▶ PASSAGE

The Spanish organized Sinaloa as part of the gobierno of Nueva Galicia. In 1564, the area was realigned: the area of Culiacán and Cosalá remained in control of Nueva Galicia, while the areas to the north, south and west were made part of the newly formed Nueva Vizcaya province, making the Culiacán area an exclave of Nueva Galicia. The first capital of Nueva Vizcaya was located in San Sebastián, near Copala, but was moved to Durango in 1583.

Starting in 1599, Jesuit missionaries spread out from a base at what is now Sinaloa de Leyva and by 1610, the Spanish influence had been extended to the northern edge of Sinaloa. In 1601, the Jesuits' movement into the eastern part of Sinaloa led to the Acaxee going to war. The Spanish eventually managed to reassert authority in the Sierra Madre Occidental region and executed 48 Acaxee leaders.

After the Mexican War of independence, Sinaloa was joined with Sonora as Estado de Occidente, but became a separate, sovereign state in 1830. The Porfiriato era was marked by the administration of Francisco Cañedo, who served multiple non-consecutive terms from 1877 to 1909. After the Mexican Revolultion, infrastructure projects and land reform consolidated the agrarian sector, which led to the state being named "the granary of Mexico".

Records from a data source:
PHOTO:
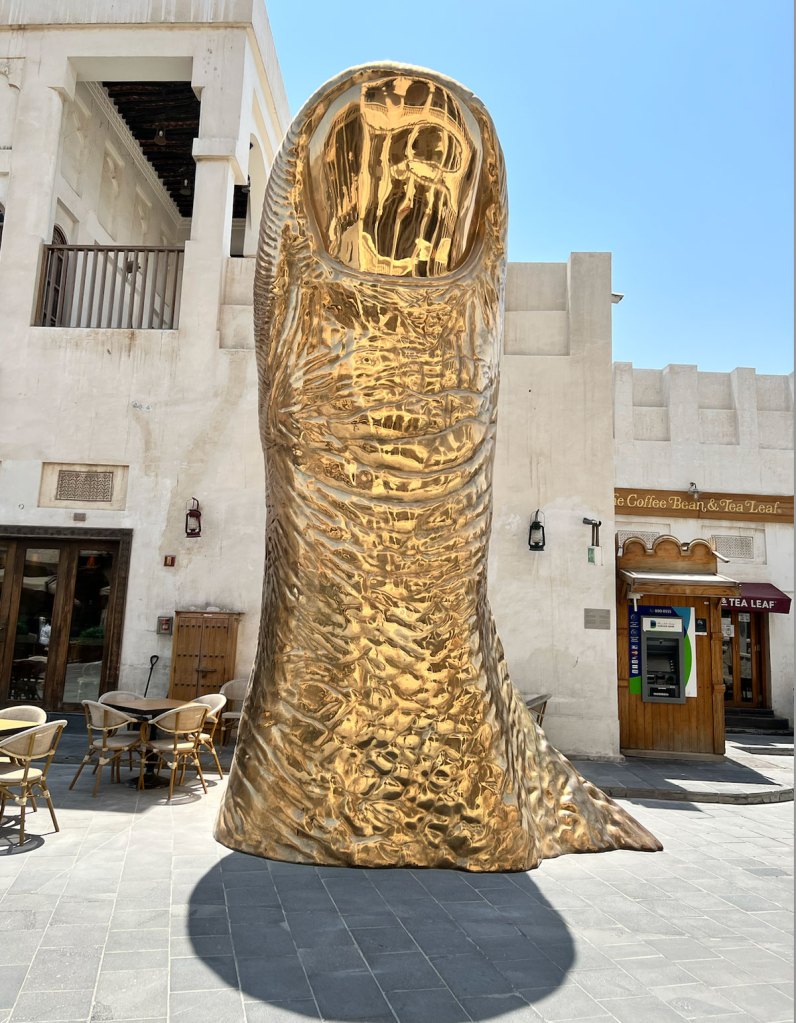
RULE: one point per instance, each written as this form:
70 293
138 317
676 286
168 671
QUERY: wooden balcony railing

▶ SET OF TASKS
**A)** Please list every year mentioned in the passage on Sinaloa's history, in chronological order.
**B)** Report each line in the records that contains the string "form".

▶ RESPONSES IN ORDER
**A)** 1564, 1583, 1599, 1601, 1610, 1830, 1877, 1909

**B)**
RULE: one point per instance, each written as this form:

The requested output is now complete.